* WHAT THE EXERCISE ASKS
Reproduce only the lines that run from the line with "Task: Find the shoreline" to the last line of the material, both ends included, exactly as they appear.

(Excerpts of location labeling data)
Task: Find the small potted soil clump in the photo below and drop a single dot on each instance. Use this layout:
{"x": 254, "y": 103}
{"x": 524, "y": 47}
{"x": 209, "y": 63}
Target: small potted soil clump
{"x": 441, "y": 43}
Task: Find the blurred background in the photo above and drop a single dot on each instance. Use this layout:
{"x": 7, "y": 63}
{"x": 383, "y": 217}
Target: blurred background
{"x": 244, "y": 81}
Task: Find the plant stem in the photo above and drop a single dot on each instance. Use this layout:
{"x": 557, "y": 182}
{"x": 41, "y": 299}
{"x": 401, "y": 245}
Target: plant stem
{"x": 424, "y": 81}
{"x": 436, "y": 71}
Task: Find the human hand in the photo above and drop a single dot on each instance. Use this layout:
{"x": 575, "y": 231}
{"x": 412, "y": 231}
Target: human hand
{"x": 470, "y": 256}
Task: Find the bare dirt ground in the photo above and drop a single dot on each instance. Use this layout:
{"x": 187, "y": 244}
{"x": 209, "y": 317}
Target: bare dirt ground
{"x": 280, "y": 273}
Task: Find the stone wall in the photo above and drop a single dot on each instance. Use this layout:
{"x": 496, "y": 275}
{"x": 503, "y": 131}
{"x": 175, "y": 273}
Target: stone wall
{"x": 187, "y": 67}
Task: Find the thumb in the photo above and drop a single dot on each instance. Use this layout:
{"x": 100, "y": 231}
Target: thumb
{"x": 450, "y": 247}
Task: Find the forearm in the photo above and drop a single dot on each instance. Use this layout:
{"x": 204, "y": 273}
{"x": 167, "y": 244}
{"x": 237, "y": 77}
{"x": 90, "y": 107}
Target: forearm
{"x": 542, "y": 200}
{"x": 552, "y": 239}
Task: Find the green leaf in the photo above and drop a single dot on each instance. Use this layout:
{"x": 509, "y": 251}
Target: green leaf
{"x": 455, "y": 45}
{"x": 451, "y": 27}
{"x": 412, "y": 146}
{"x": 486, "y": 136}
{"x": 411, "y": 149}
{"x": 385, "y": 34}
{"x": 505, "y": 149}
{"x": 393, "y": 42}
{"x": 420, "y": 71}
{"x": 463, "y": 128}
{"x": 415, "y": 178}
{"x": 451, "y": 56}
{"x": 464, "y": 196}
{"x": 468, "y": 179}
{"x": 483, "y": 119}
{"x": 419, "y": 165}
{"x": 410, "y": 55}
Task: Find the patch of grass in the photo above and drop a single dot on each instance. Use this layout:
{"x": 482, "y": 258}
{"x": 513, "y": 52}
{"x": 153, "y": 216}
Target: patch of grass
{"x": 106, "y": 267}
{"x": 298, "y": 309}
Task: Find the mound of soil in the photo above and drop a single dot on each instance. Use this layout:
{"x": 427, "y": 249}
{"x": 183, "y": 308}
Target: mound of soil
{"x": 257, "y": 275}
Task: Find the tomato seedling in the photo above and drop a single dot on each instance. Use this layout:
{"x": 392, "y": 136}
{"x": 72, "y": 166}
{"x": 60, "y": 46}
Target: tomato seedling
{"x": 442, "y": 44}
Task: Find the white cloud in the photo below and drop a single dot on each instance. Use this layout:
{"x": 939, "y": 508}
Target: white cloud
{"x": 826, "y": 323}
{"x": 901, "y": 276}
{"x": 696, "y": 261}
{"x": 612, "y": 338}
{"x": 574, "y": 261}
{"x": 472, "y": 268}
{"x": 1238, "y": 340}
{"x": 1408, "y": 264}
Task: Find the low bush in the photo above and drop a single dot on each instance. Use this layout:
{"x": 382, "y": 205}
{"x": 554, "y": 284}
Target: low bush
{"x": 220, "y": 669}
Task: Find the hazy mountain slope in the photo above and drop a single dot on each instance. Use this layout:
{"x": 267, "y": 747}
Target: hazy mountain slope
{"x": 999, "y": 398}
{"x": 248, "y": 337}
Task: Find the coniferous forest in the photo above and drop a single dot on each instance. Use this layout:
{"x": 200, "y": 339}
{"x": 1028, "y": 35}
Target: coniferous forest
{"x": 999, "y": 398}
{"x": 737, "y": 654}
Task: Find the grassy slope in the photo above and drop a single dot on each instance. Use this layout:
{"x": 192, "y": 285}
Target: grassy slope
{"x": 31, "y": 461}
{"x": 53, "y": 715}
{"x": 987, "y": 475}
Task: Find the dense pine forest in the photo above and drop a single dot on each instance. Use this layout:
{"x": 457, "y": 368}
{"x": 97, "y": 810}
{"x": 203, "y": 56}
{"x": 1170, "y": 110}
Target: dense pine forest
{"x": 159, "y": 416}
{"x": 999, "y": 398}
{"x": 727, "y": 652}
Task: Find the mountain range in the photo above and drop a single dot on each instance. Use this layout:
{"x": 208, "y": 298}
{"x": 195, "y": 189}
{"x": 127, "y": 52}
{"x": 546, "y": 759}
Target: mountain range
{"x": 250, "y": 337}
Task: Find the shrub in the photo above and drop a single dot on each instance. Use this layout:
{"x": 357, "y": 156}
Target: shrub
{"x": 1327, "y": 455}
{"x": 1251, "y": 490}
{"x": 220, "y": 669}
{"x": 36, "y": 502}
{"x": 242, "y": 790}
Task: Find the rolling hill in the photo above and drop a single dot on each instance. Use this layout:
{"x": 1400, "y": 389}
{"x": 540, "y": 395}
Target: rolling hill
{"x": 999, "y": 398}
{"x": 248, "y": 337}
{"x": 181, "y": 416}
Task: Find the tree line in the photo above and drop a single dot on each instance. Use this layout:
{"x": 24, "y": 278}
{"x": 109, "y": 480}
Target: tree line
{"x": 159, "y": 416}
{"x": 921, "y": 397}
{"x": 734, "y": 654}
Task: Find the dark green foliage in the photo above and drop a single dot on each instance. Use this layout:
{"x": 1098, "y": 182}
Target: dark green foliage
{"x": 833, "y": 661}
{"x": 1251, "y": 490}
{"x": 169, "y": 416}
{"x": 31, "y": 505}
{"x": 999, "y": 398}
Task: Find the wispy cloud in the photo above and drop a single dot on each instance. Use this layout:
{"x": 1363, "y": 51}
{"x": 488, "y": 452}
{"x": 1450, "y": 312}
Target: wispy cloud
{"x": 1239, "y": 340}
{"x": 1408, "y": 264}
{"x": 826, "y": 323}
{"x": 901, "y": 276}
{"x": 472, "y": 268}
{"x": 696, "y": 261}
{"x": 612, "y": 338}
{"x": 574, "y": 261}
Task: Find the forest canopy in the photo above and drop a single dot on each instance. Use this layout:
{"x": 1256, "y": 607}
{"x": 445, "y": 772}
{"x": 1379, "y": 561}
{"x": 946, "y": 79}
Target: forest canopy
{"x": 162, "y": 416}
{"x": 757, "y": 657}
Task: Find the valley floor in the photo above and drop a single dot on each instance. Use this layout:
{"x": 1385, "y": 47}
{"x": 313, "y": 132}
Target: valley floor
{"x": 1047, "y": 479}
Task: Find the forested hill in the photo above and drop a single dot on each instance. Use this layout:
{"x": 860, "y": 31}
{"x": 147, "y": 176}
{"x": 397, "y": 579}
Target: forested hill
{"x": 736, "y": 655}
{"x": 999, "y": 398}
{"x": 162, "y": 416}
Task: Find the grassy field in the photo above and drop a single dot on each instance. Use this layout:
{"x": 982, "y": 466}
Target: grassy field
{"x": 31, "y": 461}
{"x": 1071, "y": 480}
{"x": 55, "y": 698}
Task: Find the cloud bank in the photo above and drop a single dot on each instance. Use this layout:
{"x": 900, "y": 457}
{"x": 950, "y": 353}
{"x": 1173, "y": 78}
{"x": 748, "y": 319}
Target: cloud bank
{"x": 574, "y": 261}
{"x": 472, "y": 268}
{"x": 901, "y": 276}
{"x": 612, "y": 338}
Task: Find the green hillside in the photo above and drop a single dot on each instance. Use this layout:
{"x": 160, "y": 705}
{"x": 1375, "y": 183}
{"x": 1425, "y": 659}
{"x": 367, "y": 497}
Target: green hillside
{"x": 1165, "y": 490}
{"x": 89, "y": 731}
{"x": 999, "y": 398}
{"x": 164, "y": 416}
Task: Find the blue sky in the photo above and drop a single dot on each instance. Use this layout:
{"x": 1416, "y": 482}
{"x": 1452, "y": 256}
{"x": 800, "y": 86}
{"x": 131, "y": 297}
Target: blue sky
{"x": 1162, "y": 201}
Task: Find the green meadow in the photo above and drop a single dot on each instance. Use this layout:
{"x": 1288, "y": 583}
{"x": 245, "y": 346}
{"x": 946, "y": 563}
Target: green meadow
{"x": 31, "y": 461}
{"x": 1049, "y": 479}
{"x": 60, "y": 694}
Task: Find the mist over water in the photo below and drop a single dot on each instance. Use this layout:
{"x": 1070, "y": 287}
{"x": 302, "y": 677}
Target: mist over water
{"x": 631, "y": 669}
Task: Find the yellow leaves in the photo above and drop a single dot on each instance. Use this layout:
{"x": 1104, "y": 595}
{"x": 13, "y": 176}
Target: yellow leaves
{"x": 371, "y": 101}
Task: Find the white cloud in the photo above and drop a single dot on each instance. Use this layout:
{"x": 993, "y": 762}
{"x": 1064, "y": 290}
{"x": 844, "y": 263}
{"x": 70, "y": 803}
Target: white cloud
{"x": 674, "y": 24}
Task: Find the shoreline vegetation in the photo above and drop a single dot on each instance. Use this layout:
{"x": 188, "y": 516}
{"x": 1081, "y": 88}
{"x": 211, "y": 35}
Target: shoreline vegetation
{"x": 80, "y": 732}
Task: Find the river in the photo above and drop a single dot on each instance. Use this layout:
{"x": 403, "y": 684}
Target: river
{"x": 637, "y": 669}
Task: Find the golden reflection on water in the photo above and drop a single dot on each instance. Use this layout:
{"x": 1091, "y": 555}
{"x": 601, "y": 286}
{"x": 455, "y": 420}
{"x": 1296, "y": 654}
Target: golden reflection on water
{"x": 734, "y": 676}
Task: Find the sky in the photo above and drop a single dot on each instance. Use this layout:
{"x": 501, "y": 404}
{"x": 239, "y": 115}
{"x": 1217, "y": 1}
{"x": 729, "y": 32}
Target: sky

* RESPONSE
Task: Find the shoreline vegetation in the photo above and drop a single dot on each instance. Use this layout:
{"x": 188, "y": 516}
{"x": 1081, "y": 88}
{"x": 211, "y": 35}
Target: shoreline vegetation
{"x": 80, "y": 732}
Task: Find the river in the photo above and drop a single dot on each instance. Use this layout:
{"x": 403, "y": 684}
Target: river
{"x": 637, "y": 669}
Task: Find the golden reflection on water in the photo above and drop a single dot on each instance. Use this layout:
{"x": 1091, "y": 555}
{"x": 601, "y": 286}
{"x": 455, "y": 420}
{"x": 1296, "y": 654}
Target: golden reflection on water
{"x": 734, "y": 676}
Task: Find the sky in the photo above and drop a single dot on each instance. Use this layout:
{"x": 501, "y": 404}
{"x": 239, "y": 115}
{"x": 1217, "y": 1}
{"x": 729, "y": 32}
Target: sky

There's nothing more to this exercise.